> PROBLEM STATEMENT
Reproduce the entries that follow precisely, setting aside any images.

------ DATA FOR THIS TASK ------

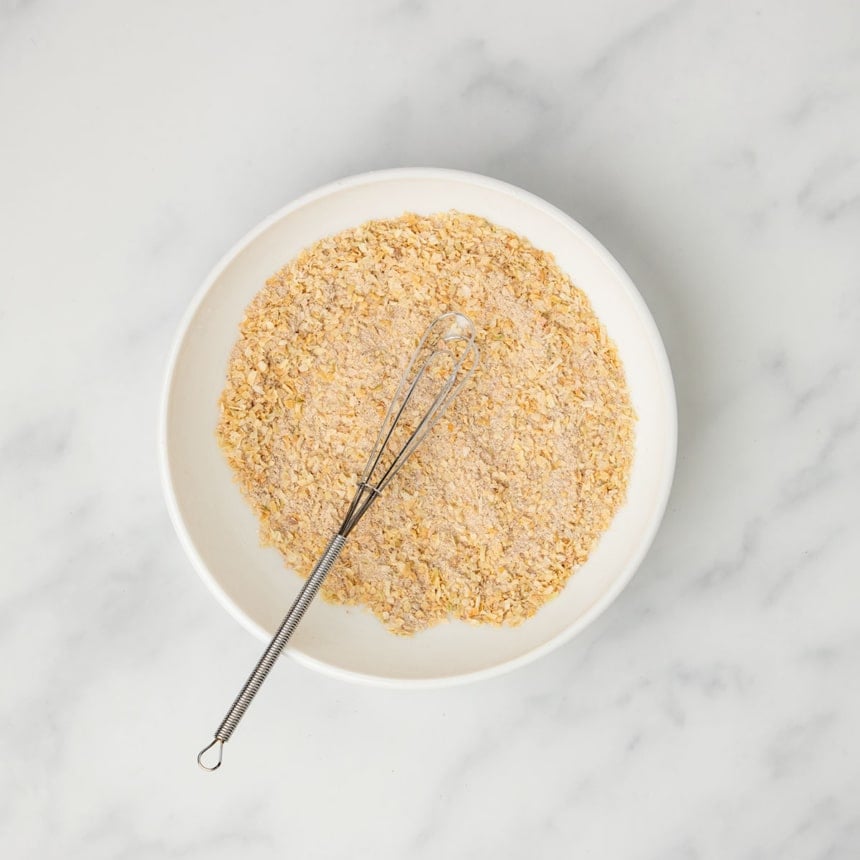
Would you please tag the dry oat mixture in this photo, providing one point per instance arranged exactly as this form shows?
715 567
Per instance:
511 490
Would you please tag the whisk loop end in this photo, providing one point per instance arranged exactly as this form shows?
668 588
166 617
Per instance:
444 360
214 765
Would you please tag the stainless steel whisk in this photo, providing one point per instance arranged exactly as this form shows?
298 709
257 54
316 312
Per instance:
445 358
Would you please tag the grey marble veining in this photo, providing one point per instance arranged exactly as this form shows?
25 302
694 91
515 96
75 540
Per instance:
715 149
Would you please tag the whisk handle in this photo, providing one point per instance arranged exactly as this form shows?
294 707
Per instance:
273 651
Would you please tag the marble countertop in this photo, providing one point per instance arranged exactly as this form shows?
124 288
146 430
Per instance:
713 711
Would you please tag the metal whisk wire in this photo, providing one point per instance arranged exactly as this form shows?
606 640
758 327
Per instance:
447 348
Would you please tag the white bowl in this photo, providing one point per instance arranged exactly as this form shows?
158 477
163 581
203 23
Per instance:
218 530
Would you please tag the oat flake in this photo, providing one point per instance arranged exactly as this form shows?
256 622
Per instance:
508 494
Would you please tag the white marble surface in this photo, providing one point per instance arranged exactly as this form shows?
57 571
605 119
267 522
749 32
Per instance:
715 148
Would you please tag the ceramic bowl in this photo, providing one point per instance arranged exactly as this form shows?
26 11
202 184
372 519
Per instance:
219 531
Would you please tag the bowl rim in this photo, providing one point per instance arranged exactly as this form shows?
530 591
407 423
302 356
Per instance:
657 511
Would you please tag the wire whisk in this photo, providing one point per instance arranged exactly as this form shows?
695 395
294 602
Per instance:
444 360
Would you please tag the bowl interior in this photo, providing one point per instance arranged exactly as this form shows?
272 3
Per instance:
220 532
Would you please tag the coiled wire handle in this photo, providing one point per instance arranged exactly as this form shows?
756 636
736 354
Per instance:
270 655
444 360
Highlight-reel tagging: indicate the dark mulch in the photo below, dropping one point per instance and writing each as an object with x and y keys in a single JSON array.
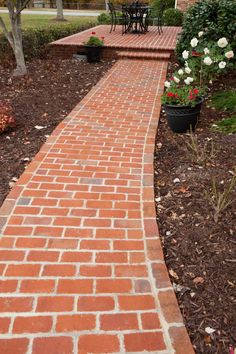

------

> SOLUTION FOR THIS EXERCISE
Would you please tag the dry oat mixture in this photo, providing one point per instance arranged exactly as this form shows?
715 567
Per instance:
511 490
Would you please tag the whisk loop end in this photo, providing one point per instance arranged exactly as this form shows?
668 588
166 617
Per instance:
444 360
214 765
Would you please tag the stainless steel whisk in this photo, providing one point per instance arranged exactly as this form shows?
298 709
257 54
316 312
Per instance:
445 358
Would you please tag the grey marble veining in this photo, providing one point per instance arranged exactly as this form shows?
25 302
694 91
515 96
75 540
Per instance:
715 149
Would you please tag the whisk handle in this photo, providing one point per instance arranged exactly as this form shows?
294 707
Per instance:
273 651
Would you please tag the marble countertop in this photo, providing one point per instance arranged exactly as this form shows?
124 288
146 430
Per instance:
713 711
Would you please tag the metal whisk wire in this photo, providing one point per instance arranged exactly as this form shows?
606 640
758 327
Per instance:
447 348
Would you please tag the white bowl in this photo, providing one point per instance arranged exactly as this form shows?
158 477
163 581
203 23
Per instance:
218 530
Would you please tag the oat flake in this photo, providing one point per instance arranged exactly as this form shows?
256 622
Per instance:
508 494
Would you please tag the white marble surface in this photo, providing one point per instance arranged exactly as this form shows?
57 571
605 119
267 522
749 32
Per instance:
715 148
Would you please tag the ceramic bowl in this photo, providing one point per instance arranged exactly as this form shows?
26 11
202 184
372 519
Per instance:
219 531
Would you please tag the bowl rim in this photo, providing one point per instance arranged exactly as this form shows?
530 591
407 423
302 356
Per instance:
657 511
Would you please tag the wire whisk in this photo, providing one point per instance arranged exactly as this form shows?
695 395
294 602
Per instance:
444 360
Would you please tag the bowl interior in this photo, providing one point per instance arranged exactly as this form shows?
272 3
Per instance:
220 532
Would you please tag the coiled wire handle in this photo, providing one point per instance arranged exactly as this form shows?
756 636
736 354
Per instance:
270 655
444 360
Highlight-reel tagging: indicate the dark mulch in the photo below, dropping one point per instance and writing each as an object with x and y keys in a single JSON array.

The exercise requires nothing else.